-- START INPUT --

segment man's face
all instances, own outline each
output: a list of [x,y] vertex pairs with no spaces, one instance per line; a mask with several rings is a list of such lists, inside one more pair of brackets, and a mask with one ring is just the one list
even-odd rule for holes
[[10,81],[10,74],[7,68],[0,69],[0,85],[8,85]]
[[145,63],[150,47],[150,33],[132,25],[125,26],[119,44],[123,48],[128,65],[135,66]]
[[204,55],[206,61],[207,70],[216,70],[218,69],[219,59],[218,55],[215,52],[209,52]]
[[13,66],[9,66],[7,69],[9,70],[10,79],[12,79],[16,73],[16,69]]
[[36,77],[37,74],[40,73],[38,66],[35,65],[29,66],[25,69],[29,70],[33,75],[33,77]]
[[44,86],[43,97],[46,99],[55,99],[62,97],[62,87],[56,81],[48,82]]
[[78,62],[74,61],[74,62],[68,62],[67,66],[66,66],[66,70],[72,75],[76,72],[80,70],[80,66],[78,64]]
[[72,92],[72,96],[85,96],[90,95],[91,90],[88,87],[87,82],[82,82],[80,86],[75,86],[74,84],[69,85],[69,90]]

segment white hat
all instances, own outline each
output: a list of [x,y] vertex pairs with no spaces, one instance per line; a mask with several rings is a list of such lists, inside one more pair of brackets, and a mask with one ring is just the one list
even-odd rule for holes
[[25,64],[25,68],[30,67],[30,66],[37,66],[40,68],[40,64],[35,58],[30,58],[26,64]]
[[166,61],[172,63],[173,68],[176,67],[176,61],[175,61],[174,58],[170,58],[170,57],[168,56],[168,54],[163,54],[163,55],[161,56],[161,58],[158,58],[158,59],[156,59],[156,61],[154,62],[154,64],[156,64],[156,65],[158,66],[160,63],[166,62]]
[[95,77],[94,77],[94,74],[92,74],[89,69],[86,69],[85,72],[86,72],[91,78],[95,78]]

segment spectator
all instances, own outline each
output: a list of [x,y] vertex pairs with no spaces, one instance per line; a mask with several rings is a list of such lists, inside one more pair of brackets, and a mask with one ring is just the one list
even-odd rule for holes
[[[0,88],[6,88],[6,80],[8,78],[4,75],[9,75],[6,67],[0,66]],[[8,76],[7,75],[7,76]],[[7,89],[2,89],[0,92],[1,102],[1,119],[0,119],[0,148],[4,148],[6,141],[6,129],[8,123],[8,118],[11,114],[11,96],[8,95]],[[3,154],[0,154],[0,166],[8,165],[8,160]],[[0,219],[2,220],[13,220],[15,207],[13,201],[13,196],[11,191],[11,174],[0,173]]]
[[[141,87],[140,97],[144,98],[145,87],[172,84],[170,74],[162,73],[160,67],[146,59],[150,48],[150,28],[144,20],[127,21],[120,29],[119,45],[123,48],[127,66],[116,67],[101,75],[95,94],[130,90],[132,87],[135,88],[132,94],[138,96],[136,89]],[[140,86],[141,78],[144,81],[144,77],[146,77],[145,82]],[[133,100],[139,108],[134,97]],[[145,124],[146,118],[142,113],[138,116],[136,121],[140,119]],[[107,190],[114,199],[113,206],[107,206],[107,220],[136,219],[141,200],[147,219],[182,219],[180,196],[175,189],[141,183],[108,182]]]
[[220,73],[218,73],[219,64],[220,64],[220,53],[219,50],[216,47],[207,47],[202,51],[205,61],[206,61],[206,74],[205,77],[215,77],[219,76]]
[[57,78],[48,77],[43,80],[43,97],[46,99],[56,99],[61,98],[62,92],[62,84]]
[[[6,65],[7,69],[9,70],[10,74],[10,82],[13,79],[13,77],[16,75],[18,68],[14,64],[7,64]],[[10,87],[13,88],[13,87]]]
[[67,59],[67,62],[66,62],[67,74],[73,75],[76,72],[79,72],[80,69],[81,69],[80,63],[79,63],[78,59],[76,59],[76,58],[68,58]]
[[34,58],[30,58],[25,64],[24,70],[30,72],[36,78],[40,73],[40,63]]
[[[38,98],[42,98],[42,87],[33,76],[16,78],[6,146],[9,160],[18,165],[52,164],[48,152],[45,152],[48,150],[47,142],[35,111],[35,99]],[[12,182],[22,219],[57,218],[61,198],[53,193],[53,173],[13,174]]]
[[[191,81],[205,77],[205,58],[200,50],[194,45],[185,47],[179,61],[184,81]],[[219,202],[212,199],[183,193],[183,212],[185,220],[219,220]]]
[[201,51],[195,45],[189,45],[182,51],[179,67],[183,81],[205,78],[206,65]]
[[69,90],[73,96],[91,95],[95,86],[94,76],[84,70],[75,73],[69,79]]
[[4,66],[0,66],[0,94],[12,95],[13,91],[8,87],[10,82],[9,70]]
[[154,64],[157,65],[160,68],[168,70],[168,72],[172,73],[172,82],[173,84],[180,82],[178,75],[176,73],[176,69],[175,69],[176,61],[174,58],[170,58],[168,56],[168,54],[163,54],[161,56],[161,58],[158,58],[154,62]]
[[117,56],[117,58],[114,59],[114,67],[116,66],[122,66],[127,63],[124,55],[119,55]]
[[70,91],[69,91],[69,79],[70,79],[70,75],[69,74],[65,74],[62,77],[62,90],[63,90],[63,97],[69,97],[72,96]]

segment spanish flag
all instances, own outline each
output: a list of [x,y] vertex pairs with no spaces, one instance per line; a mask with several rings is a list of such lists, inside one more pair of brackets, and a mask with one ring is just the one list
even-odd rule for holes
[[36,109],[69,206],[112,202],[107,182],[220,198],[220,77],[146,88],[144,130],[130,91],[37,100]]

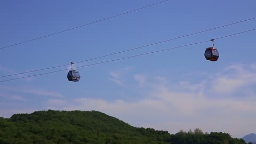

-- END INPUT --

_TO BE DONE:_
Reproduce all of the material above with every "own outline each" changed to "a separate outline for each", keeping everything else the same and leaving the pictures out.

_ANSWER IN FULL:_
segment man's face
all instances, a separate outline for each
output: a list of [x,y] vertex pairs with no spaces, one instance per line; a mask with several rings is a list of such lists, inside one more pair of brackets, and a mask with one ring is just the one list
even-odd rule for holes
[[10,81],[10,74],[7,68],[0,69],[0,85],[8,85]]
[[145,63],[150,47],[150,33],[132,25],[125,26],[119,44],[123,48],[128,65],[135,66]]
[[204,55],[206,61],[207,70],[216,70],[218,69],[219,59],[218,55],[215,52],[209,52]]
[[13,66],[9,66],[7,69],[9,70],[10,79],[12,79],[16,73],[16,69]]
[[36,77],[37,74],[40,73],[38,66],[35,65],[29,66],[25,69],[29,70],[33,75],[33,77]]
[[44,86],[43,97],[46,99],[55,99],[62,97],[62,87],[56,81],[48,82]]
[[78,62],[74,61],[74,62],[68,62],[67,66],[66,66],[66,70],[72,75],[76,72],[80,70],[80,66],[78,64]]
[[72,92],[72,96],[85,96],[90,95],[91,90],[88,87],[87,82],[82,82],[80,86],[75,86],[74,84],[69,85],[69,90]]

segment white hat
all instances, a separate outline for each
output: a list of [x,y] vertex pairs with no spaces, one instance per line; a mask with several rings is a list of such lists, inside one more pair of brackets, and a mask with one ring is just the one list
even-odd rule for holes
[[25,64],[25,68],[30,67],[30,66],[37,66],[40,68],[40,64],[35,58],[30,58],[26,64]]
[[166,61],[172,63],[173,68],[176,67],[176,61],[175,61],[174,58],[170,58],[170,57],[168,56],[168,54],[163,54],[163,55],[161,56],[161,58],[158,58],[158,59],[156,59],[156,61],[154,62],[154,64],[156,64],[156,65],[158,66],[160,63],[166,62]]
[[95,77],[94,77],[94,74],[92,74],[89,69],[86,69],[85,72],[86,72],[91,78],[95,78]]

segment spectator
all instances, a separate outline for each
output: a list of [x,y] vertex pairs with no spaces, one instance per line; a mask with several rings is a list of such lists, inside one more pair of brackets, and a mask with one ring is just the one list
even-odd rule for holes
[[[0,88],[6,88],[6,80],[8,78],[4,75],[9,75],[6,67],[0,66]],[[8,76],[7,75],[7,76]],[[7,89],[2,89],[0,92],[1,102],[1,119],[0,119],[0,148],[4,148],[6,141],[6,129],[8,123],[8,118],[11,114],[11,96],[8,95]],[[3,154],[0,154],[0,166],[8,165],[8,160]],[[0,219],[2,220],[13,220],[15,207],[13,201],[13,196],[11,191],[11,174],[0,173]]]
[[[141,87],[140,97],[144,98],[145,87],[172,84],[170,74],[162,73],[160,67],[146,59],[150,48],[150,28],[144,20],[127,21],[120,29],[119,45],[123,48],[127,66],[116,67],[101,75],[95,94],[130,90],[132,87],[135,88],[132,94],[138,96],[136,89]],[[140,86],[141,78],[144,81],[144,77],[146,77],[145,82]],[[133,100],[139,108],[134,97]],[[145,124],[146,118],[142,113],[138,116],[136,121],[140,119]],[[107,190],[114,199],[113,206],[107,206],[107,220],[136,219],[141,200],[147,219],[182,219],[180,196],[175,189],[141,183],[108,182]]]
[[220,73],[218,73],[219,64],[220,64],[220,53],[219,50],[216,47],[207,47],[202,51],[205,61],[206,61],[206,74],[205,77],[215,77],[219,76]]
[[57,78],[48,77],[43,80],[43,97],[46,99],[56,99],[61,98],[62,92],[62,84]]
[[[6,65],[7,69],[9,70],[10,74],[10,82],[13,79],[13,77],[16,75],[18,68],[14,64],[7,64]],[[10,87],[13,88],[13,87]]]
[[67,59],[67,62],[66,62],[67,74],[73,75],[76,72],[79,72],[80,69],[81,69],[80,63],[79,63],[78,59],[76,59],[76,58],[68,58]]
[[34,58],[30,58],[25,64],[24,70],[30,72],[36,78],[40,73],[40,63]]
[[[38,98],[42,98],[42,87],[33,76],[16,78],[6,146],[9,160],[18,165],[52,164],[48,152],[45,152],[48,150],[47,142],[35,111],[35,99]],[[12,182],[22,219],[57,218],[61,198],[53,193],[53,173],[13,174]]]
[[[191,81],[205,77],[205,58],[200,50],[194,45],[185,47],[179,61],[184,81]],[[219,202],[212,199],[183,193],[183,212],[185,220],[219,220]]]
[[201,51],[195,45],[189,45],[182,51],[179,67],[183,81],[205,78],[206,65]]
[[69,90],[73,96],[91,95],[95,86],[94,76],[84,70],[75,73],[69,79]]
[[4,66],[0,66],[0,94],[12,95],[13,91],[8,87],[10,82],[9,70]]
[[154,64],[157,65],[160,68],[168,70],[168,72],[172,73],[172,82],[173,84],[180,82],[178,75],[176,73],[176,69],[175,69],[176,61],[174,58],[170,58],[168,56],[168,54],[163,54],[161,56],[161,58],[158,58],[154,62]]
[[117,56],[117,58],[114,59],[114,67],[116,66],[122,66],[127,63],[124,55],[119,55]]
[[70,91],[69,91],[69,79],[70,79],[70,75],[69,74],[65,74],[62,77],[62,90],[63,90],[63,97],[69,97],[72,96]]

segment spanish flag
all instances, a separate outline for each
output: a list of [x,y] vertex pairs with no spaces, one instance per line; a mask with several rings is a list of such lists, inside one more pair of brackets, and a mask with one ring is just the one list
even-odd rule for holes
[[36,109],[69,206],[112,202],[107,182],[220,198],[220,77],[146,88],[144,130],[130,91],[37,100]]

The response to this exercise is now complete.